Please reproduce the whole listing below, substituting "ravine" for every occurrence of "gorge" and keeping everything else unchanged.

***** DATA TO PROCESS

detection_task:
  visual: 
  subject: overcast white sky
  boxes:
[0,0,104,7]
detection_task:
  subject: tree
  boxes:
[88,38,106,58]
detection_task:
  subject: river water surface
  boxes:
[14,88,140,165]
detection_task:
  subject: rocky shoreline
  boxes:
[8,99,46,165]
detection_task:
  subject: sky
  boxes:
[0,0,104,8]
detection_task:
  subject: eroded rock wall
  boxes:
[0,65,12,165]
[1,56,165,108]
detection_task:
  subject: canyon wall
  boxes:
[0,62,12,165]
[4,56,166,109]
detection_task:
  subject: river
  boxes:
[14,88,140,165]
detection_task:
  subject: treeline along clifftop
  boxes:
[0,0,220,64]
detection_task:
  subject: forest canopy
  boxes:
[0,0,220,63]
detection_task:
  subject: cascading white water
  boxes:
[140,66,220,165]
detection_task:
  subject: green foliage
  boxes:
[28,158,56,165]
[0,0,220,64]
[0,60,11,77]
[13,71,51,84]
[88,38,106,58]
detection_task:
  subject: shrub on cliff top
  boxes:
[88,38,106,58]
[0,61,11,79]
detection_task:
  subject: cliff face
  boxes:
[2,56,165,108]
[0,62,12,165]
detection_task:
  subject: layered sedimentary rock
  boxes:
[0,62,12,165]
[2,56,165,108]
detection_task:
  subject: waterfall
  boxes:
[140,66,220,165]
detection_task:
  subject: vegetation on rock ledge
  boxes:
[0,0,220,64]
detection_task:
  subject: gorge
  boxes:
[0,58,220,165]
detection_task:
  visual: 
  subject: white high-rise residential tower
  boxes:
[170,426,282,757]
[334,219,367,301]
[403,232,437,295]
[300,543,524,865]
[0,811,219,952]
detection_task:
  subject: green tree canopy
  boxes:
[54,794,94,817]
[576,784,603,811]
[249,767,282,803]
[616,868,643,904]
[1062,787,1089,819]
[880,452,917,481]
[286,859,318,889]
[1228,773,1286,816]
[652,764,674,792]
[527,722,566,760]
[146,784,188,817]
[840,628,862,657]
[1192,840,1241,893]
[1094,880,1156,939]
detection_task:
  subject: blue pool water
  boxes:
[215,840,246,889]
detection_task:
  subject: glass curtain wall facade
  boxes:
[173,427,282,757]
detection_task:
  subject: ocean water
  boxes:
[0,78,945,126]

**********

** EXERCISE SOLUTION **
detection_task:
  visual: 
  subject: overcast white sky
  boxes:
[0,0,104,7]
detection_task:
  subject: tree
  boxes:
[88,38,106,58]
detection_task:
  subject: river water surface
  boxes:
[14,88,140,165]
detection_task:
  subject: rocky shoreline
  boxes:
[8,99,46,165]
detection_task:
  subject: sky
  boxes:
[0,0,104,8]
detection_task:
  subject: eroded rock wall
  boxes:
[0,65,12,165]
[1,56,165,108]
detection_task:
  subject: canyon wall
  boxes:
[0,62,12,165]
[4,56,166,109]
detection_task:
  subject: river
  boxes:
[14,88,140,165]
detection_task:
  subject: treeline along clifftop
  boxes:
[0,0,220,64]
detection_task:
  subject: forest canopy
  boxes:
[0,0,220,63]
detection_task:
  subject: cascading white water
  boxes:
[140,66,220,165]
detection_task:
  subject: green foliage
  boxes:
[28,158,56,165]
[0,0,220,64]
[0,60,11,77]
[13,71,51,84]
[88,38,106,58]
detection_task:
  subject: shrub on cliff top
  boxes:
[88,38,106,58]
[0,61,11,79]
detection_task:
  subject: cliff face
  boxes:
[2,56,165,108]
[0,62,12,165]
detection_task:
  subject: layered sedimentary rock
  boxes:
[0,62,12,165]
[2,56,165,108]
detection_task:
  subject: waterfall
  boxes:
[140,66,220,165]
detection_task:
  subject: vegetation on rock ledge
  boxes:
[0,0,220,64]
detection_task:
  subject: ravine
  boxes:
[0,58,220,165]
detection_task:
  visual: 
  subject: white high-rise residential tower
  boxes:
[170,426,282,757]
[334,219,367,301]
[403,232,437,295]
[300,543,524,865]
[0,811,219,952]
detection_task:
  subject: green tree canopy
  boxes:
[54,794,94,817]
[576,784,603,811]
[249,767,282,803]
[616,868,643,904]
[1062,787,1089,819]
[880,452,917,481]
[286,859,318,889]
[1228,773,1286,816]
[652,764,674,792]
[527,722,566,760]
[146,784,188,817]
[840,628,862,657]
[1192,840,1241,893]
[1094,880,1156,939]
detection_task:
  subject: blue pool water
  boxes:
[215,840,246,889]
detection_task:
  subject: glass curtain wall facade
  boxes:
[173,427,282,757]
detection_task:
  subject: ocean water
  boxes:
[0,78,945,126]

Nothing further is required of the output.